▶ **Given passage**:
The city transport corporation apparently has recently purchased a new bus model. It is this bus that triggered a whole line of thoughts. There are a few additions on the bus that struck me as utterly pointless; progress for the sake of progress.
Bus addition number one: USB charging ports, prominently illuminated by blue LEDs. This is an inner-city bus, no one spends more than 30 minutes on it before they've reached their destination. I'd say the actual demand for battery-life saving USB-power on that bus is next to zero. Certainly I have never seen one of these plug points in use.
Think about it — would you have a charging cable with you on your normal city trips to even use the damn thing?
The highest demand for those would probably be by schoolkids, who carry their own powerbank to begin with.
Bus addition number two is a monochrome LCD display sporting an animated arrow pointing toward the “stop please” button. It was backlit. Come on… we all know what the push buttons do, the display isn't needed.
Why then, are these two things being put there? The answer is obvious: The commerce sales machine needs to keep running. Every new model of anything needs to be better than its predecessor, why else would anyone buy an upgrade?
This is fine in itself, progress has gotten us where we are. But progress in itself shouldn't be a goal, but a tool. New models should be _better_ in order to sell them. I challenge the notion that either of these addition makes for a better bus. The bus for me is an example of “progress saturation”. The bus as a concept is mature, of course. The interior is being changed to better comfort the elderly, parents with prems, etc. Certainly, creature comforts for the driver are also improving — which is a good thing — as are safety and security measures, engine and steering mechanisms. etc.
But why not stop there and focus our efforts on very marketable aspects of fuel-efficiency, mileage, cleaner exhausts, and similar things? Certainly that is also done.
What I've called “progress saturation” before indicates features being added that serve no actual purpose.
When I teach my customers lean-agile thinking, customer-centricity is paramount. Unterstanding the customers needs is essential to building products that customers want to buy.

▶ **Raw data**:

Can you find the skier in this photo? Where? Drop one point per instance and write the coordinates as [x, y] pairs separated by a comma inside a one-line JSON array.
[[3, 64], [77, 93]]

▶ **Tasks to perform**:
**a.** From the bus piece, list the things the writer says could be the focus of marketable effort instead of new features.
**b.** Rewrite the paragraph of the bus piece that begins "Bus addition number one" as a short list that keeps its main facts.
**c.** Carry on writing the bus piece from its final sentence.

▶ **Exercise responses**:
**a.**
- Fuel-efficiency
- Mileage
- Cleaner exhausts

**b.**
- First addition: USB charging ports lit by blue LEDs.
- The bus runs inside the city, and no one rides it for more than 30 minutes.
- The writer thinks the real demand for charging on this bus is close to zero.
- The writer has never seen one of the ports in use.

**c.**
In a restaurant, the concept of customer-centricity is simple: The product is the food (also more indirectly: good service, atmosphere and other factors). Would the restaurant serve you food you didn't ask for, you would likely not eat it or pay for it. You would likely not recommend the restaurant to friends and maybe not return. With busses, the concept of customer-centricity is less trivial.
In the case of the bus manufacturer, the customer is not you or me, the schoolkids, or the commuters. No. The customer is the city transport corporation that buys the busses. The people on the bus are certainly one user group of the bus, but not a customer of the manufacturer (the driver being another, the service crew a third, and so on).
However the people on the bus _are_ the customers of the city transportation corporation. So which one — transport corp or manufacturer — is at fault here? Or is it us? Do we actually demand these features? Do we _seem_ to demand these features?
Working on the assumption that we do not, it would be advantageous for the bus manufacturer not to add the USB charging ports or the LCD displays for the buttons. Probably the bus would not be measurably more fuel-efficient without them but not adding them would reduce the part count, overall complexity of the system and thus streamline its manufacturing a little bit. It would allow for work hours to be spent elsewhere, and/or drive the cost down a tiny fraction.
Apply this fat-trimming exercise often enough — the one-percent rule — and you're dealing with exponential returns in efficiency-gains.
I wonder what it would take for our society and collective value-system to recognize a focussed, efficient, streamlined system as desirable and marketable.